- About this task:
Take the listing that follows and copy it precisely.
(Records for the task Opens)
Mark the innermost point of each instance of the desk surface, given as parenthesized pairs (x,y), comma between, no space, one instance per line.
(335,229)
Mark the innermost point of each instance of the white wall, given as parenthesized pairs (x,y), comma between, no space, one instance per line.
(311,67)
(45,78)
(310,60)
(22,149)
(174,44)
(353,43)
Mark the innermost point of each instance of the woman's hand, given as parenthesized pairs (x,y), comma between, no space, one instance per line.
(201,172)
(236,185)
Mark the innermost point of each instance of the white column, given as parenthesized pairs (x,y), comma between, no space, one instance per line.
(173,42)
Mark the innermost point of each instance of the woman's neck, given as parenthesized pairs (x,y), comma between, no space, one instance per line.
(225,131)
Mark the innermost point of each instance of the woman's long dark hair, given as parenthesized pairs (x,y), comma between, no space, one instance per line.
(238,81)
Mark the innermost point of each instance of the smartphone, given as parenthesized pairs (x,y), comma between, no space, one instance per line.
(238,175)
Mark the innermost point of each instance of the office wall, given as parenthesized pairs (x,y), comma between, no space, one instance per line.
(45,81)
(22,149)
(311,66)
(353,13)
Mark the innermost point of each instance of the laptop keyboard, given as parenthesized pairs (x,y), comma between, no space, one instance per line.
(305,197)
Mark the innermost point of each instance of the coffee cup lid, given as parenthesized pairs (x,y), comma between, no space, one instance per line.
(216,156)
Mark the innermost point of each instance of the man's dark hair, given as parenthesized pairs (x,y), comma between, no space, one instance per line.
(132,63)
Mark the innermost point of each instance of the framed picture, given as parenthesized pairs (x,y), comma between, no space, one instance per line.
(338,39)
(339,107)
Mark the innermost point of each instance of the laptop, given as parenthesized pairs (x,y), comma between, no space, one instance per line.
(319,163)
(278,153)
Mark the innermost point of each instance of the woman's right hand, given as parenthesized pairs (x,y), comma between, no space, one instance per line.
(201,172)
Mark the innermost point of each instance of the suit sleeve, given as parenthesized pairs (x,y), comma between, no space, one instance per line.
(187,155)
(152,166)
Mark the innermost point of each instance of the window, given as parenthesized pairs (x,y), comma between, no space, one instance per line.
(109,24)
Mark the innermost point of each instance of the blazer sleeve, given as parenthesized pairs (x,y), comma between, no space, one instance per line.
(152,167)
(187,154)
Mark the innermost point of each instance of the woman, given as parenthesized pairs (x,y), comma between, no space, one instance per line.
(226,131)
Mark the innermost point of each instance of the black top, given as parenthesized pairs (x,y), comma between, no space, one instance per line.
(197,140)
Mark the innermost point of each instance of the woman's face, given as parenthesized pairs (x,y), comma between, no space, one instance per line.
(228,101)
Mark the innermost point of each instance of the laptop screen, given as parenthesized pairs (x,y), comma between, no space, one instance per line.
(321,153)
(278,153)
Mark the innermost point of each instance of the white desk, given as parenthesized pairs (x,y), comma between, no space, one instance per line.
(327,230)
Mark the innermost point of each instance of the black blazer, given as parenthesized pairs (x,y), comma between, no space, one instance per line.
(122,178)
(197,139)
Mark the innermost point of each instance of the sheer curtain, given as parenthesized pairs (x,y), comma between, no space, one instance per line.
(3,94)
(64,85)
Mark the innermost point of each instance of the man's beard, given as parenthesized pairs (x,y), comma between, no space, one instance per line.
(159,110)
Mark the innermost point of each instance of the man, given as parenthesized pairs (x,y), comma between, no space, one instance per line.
(Records for the task Closes)
- Result for this exercise:
Mark the innermost point of each instance of the desk surface, given as parenthesized pairs (x,y), comma between, no space, one instance per line.
(335,229)
Mark the innermost point of each instance of the white wall, given as parenthesized pairs (x,y), comma between, no space, one instance per line.
(311,67)
(45,78)
(310,60)
(22,149)
(174,44)
(353,43)
Mark the innermost point of each instance of the woman's hand, given as parenthesized pairs (x,y), comma between, no space, one instance per line.
(201,172)
(236,185)
Mark the innermost point of each instance of the white column, given as parenthesized pairs (x,y), comma between, no space, one instance per line.
(173,42)
Mark the innermost point of each instance of the woman's neck, given as parenthesized pairs (x,y), comma between, no space, one instance per line.
(225,131)
Mark the innermost point of each instance of the woman's long dark hair, given as parenthesized pairs (x,y), comma between, no space, one instance per line.
(238,81)
Mark the innermost point of each instance of the smartphone, given as parenthesized pairs (x,y), comma between, no space, one instance per line.
(238,175)
Mark the innermost point of each instance of the office wall, given as parenthesized pairs (x,y), comma between, no space, one instance per line.
(45,81)
(22,149)
(311,66)
(353,13)
Mark the innermost point of each instance of the laptop keyboard, given as parenthesized pairs (x,y), comma between, no space, one instance per line.
(305,197)
Mark the innermost point of each instance of the coffee cup lid, given as parenthesized pairs (x,y), comma between, no space, one instance per line.
(216,156)
Mark the innermost point of each instance of the man's dark hair, given as parenthesized pairs (x,y), comma between, no space, one instance per line.
(132,63)
Mark the innermost point of each instance of the framed picture, given as parenthesized pairs (x,y), comma between, no space, one instance per line.
(338,39)
(339,107)
Mark the innermost point of each instance of the laptop, given as parenthesized pairs (x,y), comma between, no space, one instance per line.
(319,163)
(278,153)
Mark the innermost point of each instance of the woman's right hand, given as parenthesized pairs (x,y), comma between, no space, one instance per line.
(201,172)
Mark the innermost point of each instance of the suit sleeve, given as parenthesized pairs (x,y), comma between, no space, one instance per line.
(187,155)
(152,166)
Mark the innermost point of each instance of the window, given as parenthesized pairs (x,y), comma between, no space, one instance per line.
(109,24)
Mark the innermost point of each instance of the blazer sleeve, given as parenthesized pairs (x,y), comma between, no space, one instance per line.
(152,167)
(187,154)
Mark the innermost point of each instance of the woman, given as parenthesized pairs (x,y), comma between, no space, one instance per line.
(226,131)
Mark the innermost point of each instance of the black top, given as parenthesized pairs (x,y), comma between, no space, one instance per line.
(197,140)
Mark the innermost point of each instance of the woman's face, given as parenthesized pairs (x,y), comma between, no space, one instance per line.
(228,101)
Mark the innermost point of each instance of the laptop screen, given as parenthesized pairs (x,y), comma between, no space, one instance per line.
(321,153)
(278,153)
Mark the innermost point of each instance of the white desk, given as parenthesized pairs (x,y), comma between, no space, one instance per line.
(327,230)
Mark the innermost point of each instance of the black blazer, given as parenthesized pairs (x,y), comma between, no space, one instance per line.
(122,178)
(197,139)
Mark the innermost point of each instance of the sheer curtain, given as parenthesized pairs (x,y), comma between, no space, one instance per line.
(3,94)
(64,85)
Mark the innermost point of each instance of the man's beard, given as parenthesized pairs (x,y), comma between, no space, one instance per line.
(159,110)
Mark the innermost point of each instance of the man, given as parenthesized pairs (x,y), comma between, no space, one instance per line.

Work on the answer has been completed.